▶ Exercise goal:
Select each line below that contains the string "surface" and copy it out in full. Matching is case-sensitive.

▶ Records provided:
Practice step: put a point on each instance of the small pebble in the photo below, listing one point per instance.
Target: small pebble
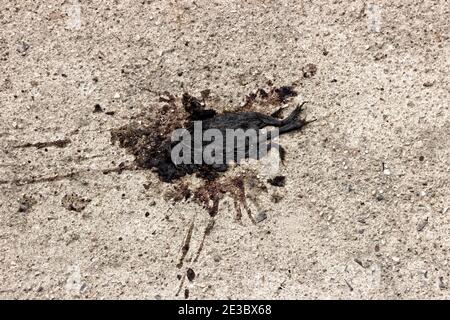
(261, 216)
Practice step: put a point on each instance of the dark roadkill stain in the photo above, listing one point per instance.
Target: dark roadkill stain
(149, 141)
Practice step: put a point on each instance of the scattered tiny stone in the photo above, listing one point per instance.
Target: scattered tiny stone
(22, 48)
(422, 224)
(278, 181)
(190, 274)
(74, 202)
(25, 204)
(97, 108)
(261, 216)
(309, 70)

...

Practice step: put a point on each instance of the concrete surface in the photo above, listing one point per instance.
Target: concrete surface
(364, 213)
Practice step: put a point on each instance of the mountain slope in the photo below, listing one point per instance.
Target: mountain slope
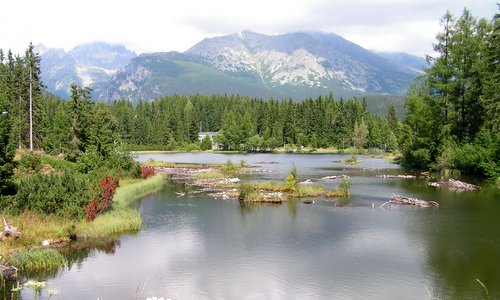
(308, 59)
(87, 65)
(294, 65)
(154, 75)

▶ Output for this task:
Practice step: put a point on each instance of the concrete surface in the photo above, listing one point per instance.
Target: concrete surface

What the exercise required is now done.